▶ **DATA TO EXAMINE**:
--- --- ---

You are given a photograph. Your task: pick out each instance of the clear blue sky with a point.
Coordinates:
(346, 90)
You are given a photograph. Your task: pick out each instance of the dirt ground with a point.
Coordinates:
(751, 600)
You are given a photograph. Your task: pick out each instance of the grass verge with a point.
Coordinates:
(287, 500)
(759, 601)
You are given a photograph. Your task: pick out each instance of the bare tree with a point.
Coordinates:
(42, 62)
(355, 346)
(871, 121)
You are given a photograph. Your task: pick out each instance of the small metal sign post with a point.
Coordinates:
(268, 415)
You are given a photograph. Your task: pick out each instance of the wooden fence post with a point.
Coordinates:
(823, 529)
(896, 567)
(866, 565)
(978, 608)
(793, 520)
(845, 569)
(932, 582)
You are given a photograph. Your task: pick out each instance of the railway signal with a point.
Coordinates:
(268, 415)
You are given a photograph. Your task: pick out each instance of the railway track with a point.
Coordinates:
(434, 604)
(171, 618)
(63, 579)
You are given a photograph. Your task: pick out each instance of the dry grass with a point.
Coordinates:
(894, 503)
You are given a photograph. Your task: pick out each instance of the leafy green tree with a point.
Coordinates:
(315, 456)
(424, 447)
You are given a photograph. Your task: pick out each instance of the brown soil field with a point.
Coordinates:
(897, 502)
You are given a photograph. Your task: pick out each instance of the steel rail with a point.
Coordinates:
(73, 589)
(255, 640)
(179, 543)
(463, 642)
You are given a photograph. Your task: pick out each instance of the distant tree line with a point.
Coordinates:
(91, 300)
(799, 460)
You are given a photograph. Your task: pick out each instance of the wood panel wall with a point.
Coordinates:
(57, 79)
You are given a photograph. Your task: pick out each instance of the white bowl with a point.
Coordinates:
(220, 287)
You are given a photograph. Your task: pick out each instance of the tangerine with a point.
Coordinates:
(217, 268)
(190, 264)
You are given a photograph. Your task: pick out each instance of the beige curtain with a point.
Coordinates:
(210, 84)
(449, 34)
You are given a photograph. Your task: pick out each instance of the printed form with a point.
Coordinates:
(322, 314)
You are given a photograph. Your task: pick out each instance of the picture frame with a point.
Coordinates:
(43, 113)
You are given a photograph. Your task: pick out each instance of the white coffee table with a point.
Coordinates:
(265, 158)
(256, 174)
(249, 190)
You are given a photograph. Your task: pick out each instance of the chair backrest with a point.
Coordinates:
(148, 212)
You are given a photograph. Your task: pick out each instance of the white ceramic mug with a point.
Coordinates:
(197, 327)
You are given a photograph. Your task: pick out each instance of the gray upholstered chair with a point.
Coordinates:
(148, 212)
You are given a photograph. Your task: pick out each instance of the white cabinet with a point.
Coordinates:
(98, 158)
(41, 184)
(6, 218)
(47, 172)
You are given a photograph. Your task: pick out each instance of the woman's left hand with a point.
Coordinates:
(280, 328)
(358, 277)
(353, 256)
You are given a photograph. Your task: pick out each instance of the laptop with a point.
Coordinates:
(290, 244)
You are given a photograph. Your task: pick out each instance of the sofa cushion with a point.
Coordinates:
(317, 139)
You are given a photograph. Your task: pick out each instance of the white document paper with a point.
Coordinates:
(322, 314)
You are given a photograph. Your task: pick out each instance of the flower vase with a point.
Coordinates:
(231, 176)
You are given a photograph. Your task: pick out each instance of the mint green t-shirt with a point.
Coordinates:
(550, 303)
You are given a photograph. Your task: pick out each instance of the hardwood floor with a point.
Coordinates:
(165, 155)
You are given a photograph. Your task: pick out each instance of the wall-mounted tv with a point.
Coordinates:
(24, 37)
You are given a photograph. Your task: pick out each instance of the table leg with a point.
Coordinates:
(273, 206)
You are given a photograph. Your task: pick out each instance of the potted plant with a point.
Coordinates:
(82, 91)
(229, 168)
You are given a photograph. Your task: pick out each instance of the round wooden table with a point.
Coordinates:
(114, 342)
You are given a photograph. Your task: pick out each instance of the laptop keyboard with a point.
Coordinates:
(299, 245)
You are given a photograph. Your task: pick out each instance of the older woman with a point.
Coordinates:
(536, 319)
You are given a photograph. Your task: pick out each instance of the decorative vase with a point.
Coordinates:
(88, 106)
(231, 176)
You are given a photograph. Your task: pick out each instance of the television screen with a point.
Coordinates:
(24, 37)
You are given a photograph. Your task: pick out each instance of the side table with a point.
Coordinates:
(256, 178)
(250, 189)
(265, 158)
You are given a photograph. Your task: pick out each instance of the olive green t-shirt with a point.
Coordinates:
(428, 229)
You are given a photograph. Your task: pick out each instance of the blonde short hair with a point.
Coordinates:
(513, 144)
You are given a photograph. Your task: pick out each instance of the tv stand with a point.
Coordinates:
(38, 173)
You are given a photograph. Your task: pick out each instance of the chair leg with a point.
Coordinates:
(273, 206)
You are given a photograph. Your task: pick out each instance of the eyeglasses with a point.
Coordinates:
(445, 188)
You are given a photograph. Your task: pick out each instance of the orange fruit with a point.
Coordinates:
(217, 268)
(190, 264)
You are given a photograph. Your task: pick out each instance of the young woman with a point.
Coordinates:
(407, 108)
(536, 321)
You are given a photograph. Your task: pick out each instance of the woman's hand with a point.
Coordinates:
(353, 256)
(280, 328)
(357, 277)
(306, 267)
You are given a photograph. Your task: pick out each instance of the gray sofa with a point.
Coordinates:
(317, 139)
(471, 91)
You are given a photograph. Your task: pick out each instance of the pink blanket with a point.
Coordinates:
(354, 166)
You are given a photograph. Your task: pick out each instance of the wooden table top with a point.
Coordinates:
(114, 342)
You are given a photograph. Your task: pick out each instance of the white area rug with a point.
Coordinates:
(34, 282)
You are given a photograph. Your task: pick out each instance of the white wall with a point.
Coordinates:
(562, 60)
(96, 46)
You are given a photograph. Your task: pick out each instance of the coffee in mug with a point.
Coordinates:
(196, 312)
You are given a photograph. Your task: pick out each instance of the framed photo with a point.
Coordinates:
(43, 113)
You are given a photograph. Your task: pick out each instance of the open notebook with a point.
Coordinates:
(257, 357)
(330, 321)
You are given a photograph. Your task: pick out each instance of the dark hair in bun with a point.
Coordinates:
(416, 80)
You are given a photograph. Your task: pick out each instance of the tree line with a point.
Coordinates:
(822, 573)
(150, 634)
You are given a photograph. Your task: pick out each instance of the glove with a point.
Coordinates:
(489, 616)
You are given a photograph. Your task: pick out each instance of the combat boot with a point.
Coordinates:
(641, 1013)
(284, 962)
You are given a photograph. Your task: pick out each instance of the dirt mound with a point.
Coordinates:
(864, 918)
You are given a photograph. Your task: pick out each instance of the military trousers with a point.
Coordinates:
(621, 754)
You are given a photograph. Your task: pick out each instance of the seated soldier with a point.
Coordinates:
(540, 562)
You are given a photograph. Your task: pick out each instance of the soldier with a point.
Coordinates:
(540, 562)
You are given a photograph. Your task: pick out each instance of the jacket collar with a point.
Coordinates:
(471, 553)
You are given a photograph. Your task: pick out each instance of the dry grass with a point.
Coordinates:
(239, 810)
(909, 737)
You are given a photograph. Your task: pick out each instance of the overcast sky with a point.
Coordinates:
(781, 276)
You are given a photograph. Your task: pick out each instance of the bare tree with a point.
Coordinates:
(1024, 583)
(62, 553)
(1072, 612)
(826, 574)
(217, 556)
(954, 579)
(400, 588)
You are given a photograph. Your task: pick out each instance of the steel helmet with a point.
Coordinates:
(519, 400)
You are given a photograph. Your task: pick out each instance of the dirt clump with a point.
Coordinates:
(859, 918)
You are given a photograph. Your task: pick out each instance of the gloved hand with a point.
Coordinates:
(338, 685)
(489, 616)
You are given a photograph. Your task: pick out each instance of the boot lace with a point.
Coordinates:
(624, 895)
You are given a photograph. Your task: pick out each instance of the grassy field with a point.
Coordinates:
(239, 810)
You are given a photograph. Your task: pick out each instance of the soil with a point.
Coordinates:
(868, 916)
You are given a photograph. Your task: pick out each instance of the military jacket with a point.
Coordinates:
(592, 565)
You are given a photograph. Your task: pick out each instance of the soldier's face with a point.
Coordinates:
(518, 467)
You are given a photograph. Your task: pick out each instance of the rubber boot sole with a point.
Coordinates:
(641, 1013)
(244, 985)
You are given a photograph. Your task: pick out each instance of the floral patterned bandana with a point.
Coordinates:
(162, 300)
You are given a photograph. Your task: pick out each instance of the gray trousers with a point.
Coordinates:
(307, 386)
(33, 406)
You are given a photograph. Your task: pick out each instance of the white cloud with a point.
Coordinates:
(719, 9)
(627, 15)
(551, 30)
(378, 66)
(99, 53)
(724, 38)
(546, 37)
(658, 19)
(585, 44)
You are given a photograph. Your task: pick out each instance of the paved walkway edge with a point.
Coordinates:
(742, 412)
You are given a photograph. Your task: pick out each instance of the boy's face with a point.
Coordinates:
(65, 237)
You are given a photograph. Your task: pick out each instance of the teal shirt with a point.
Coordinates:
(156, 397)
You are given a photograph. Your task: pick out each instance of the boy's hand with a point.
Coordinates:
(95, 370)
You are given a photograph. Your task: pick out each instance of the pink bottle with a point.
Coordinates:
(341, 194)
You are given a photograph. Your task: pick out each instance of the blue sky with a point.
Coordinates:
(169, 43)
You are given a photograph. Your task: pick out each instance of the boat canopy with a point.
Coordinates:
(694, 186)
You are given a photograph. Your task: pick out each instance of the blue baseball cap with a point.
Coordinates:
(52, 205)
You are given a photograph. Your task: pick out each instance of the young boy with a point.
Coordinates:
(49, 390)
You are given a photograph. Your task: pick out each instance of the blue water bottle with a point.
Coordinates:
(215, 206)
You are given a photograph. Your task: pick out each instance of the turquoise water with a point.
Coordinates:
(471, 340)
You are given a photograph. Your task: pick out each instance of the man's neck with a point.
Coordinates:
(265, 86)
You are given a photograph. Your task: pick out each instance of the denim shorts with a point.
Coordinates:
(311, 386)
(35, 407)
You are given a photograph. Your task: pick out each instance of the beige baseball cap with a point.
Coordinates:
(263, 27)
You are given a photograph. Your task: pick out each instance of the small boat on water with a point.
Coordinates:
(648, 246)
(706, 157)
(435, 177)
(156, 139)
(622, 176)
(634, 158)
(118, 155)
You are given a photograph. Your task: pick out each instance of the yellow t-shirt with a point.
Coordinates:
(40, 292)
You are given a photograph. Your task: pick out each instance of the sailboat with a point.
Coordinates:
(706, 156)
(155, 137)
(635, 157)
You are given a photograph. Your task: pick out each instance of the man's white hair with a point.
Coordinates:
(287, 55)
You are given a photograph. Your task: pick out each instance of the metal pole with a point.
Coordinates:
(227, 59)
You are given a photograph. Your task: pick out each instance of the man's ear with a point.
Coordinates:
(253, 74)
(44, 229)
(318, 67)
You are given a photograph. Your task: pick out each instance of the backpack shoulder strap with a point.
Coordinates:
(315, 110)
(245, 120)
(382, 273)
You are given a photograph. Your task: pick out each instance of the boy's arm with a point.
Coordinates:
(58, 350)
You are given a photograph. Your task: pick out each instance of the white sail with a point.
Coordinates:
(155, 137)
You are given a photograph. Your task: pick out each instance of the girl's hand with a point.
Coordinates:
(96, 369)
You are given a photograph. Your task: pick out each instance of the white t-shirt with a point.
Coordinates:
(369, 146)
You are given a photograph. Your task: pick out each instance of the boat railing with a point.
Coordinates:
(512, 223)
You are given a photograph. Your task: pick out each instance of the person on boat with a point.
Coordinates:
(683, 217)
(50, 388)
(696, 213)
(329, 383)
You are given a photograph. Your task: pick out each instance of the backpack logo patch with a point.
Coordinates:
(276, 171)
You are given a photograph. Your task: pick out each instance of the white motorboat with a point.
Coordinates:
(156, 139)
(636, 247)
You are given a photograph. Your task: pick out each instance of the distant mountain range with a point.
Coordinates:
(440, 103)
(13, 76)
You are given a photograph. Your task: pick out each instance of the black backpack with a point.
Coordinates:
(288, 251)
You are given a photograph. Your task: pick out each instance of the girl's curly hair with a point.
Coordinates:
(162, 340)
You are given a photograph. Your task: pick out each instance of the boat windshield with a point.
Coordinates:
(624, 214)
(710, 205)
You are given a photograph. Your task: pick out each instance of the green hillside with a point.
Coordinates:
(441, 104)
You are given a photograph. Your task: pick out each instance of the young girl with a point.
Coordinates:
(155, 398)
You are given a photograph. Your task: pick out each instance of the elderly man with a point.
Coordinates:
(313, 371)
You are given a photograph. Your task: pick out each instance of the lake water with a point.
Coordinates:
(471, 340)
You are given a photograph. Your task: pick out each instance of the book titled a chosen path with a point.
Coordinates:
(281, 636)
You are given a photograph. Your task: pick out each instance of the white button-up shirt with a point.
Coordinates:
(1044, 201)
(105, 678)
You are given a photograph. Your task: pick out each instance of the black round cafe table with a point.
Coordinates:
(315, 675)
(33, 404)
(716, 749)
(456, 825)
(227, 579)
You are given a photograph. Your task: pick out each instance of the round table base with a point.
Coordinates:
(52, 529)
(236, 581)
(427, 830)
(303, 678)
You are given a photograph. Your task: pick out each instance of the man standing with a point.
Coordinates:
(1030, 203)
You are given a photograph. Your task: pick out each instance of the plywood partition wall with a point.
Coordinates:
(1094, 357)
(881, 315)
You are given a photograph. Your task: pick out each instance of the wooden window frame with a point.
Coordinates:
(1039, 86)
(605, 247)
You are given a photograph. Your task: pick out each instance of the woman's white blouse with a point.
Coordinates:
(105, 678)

--- --- ---

▶ **TASK DETAILS**: Reproduce exactly the entries above, limited to the lines from the one with "sign post with a point." through the one with "signal with a point.", both included.

▶ **OUTPUT**:
You are given a photograph. Your task: pick out each instance of the small metal sign post with a point.
Coordinates:
(268, 415)
You are given a photograph. Your task: pick out each instance of the wooden fence post with a point.
Coordinates:
(823, 529)
(896, 567)
(866, 565)
(978, 608)
(793, 520)
(845, 569)
(932, 582)
You are given a photograph. Your task: pick out each instance of the railway signal with a point.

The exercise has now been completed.